LISTED RECORDS:
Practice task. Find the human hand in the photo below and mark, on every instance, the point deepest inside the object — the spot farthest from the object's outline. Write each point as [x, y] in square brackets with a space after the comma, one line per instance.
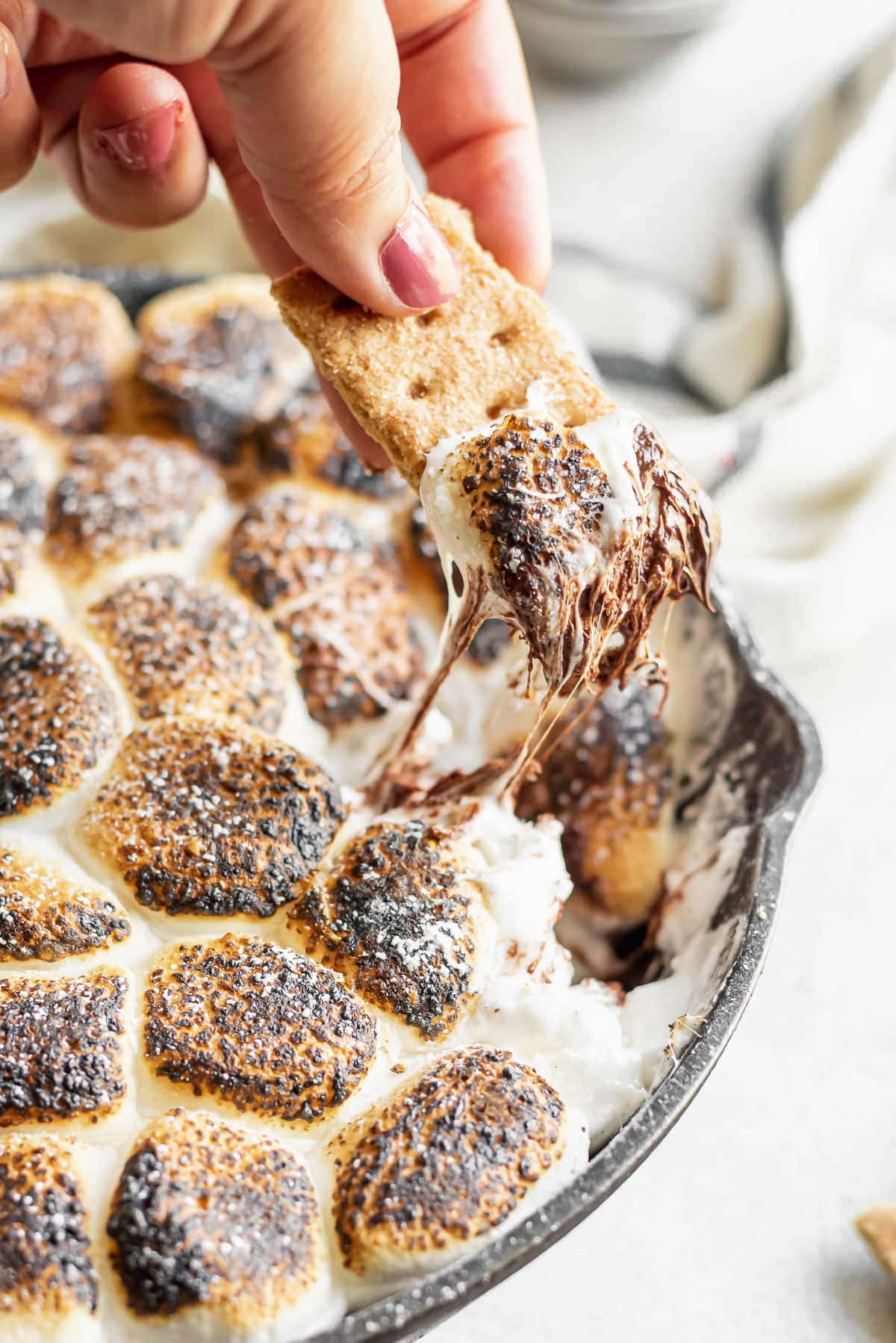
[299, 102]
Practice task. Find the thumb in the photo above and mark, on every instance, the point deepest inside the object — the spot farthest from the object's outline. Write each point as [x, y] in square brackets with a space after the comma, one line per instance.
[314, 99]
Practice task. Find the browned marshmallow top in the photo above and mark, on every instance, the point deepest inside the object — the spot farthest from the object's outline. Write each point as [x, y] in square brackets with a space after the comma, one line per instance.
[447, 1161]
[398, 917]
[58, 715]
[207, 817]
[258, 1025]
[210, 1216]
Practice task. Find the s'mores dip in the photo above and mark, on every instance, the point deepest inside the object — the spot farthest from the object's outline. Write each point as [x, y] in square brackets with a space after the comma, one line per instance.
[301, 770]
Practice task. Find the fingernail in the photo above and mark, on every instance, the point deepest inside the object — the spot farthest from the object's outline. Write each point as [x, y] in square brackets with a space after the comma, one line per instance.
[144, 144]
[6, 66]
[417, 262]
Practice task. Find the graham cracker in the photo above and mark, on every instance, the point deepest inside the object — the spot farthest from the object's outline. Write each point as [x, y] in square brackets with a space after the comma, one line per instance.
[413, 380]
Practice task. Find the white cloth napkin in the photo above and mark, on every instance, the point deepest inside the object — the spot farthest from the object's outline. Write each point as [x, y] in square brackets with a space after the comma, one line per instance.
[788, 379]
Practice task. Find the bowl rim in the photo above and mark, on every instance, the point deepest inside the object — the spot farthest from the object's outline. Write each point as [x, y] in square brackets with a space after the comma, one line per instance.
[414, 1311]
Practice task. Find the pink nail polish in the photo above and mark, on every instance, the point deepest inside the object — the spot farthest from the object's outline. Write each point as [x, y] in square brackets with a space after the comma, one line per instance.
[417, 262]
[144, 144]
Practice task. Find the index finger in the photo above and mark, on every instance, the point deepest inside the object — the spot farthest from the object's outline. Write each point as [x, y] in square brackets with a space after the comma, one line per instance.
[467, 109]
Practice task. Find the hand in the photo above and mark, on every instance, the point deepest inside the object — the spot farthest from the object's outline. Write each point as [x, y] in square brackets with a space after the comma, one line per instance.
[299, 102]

WHAT YOU WILL DO:
Each entry above is to be written out again unchanged, apart from the pictures, which are left out.

REPLY TO THE EXERCISE:
Practice task. Find the human hand in the photo below and mark, on every instance, the point deepest inside the object — the spot farthest from the object's outline. Write each point as [x, y] in square brackets with a space after the comma, one line per instance.
[299, 102]
Practice task. Find the thumb in the photo above and mark, on every instance, the point deepest inside the object — the spot farthest from the object's outline. Write each point as [x, y] in square brackets with a space after the comma, one line per instance.
[314, 99]
Practice task. Find the browned marshmallow top in the photo above and mark, on every instance, the point deepest inside the object — the spot farthest from the object's outline. Write each point as [x, y] in square brackets with a space after the comma, one line per instance.
[447, 1161]
[398, 917]
[58, 715]
[207, 817]
[258, 1025]
[210, 1216]
Practice task. Find the s'mores dip in the photo above and mark, on every instance, the point deepest inside the object — the spot farthest from the object's outline. Write each point as [x, y] in square brackets with a space after the comma, one line per instance.
[301, 770]
Practice task. Find the fingernail in the photo above and mark, on every instance, the point deepest inside the object — the spot farthest from the object's outline. Write each point as [x, y] in square brackets with a space after the comma, one line per instance.
[144, 144]
[6, 66]
[417, 262]
Practice task. Find the graham cracker in the photo above and mark, on every instance, the point deepest inside the object — the spot farthest from the object's outline. Write each point as [x, y] in square brackets with a space after the comma, one line per instance.
[413, 380]
Practice task. Find the white cloth napkin in the photo above and mark, on every instance, the point deepest inside the object — the spot farthest from the object's outline. Write each point as [x, y] in square brackets with a space after the comma, one line per instance.
[788, 379]
Practice task. Find the bowl rim in the photo above and mark, on every instance, the point deepest inside the object — the spot farthest from the object's outline. Write each point as [x, y] in square brackets with a space after the comma, one line per instance.
[414, 1311]
Practice task. Find the pink nail polish in the photo above and mark, on every instance, the point deepest inside the object — the spot farthest from the object's outline. Write each point as [x, y] in square brackets with a space after the comma, one line per instance.
[417, 262]
[144, 144]
Practice task. Find the index finger in the photo above and mark, on every instance, the point deepest inside the object — the spot farthest from the object's outline. Write each point as [x, y] in square brackets with a space after the comma, one line per instance.
[467, 109]
Practice task. Find the hand in the photo above and mark, on every instance, the point deepest inside the object — the spot farthest from the object's outline. Write each point as [x, y] in square brackets with a space after the comma, one line per instance.
[299, 102]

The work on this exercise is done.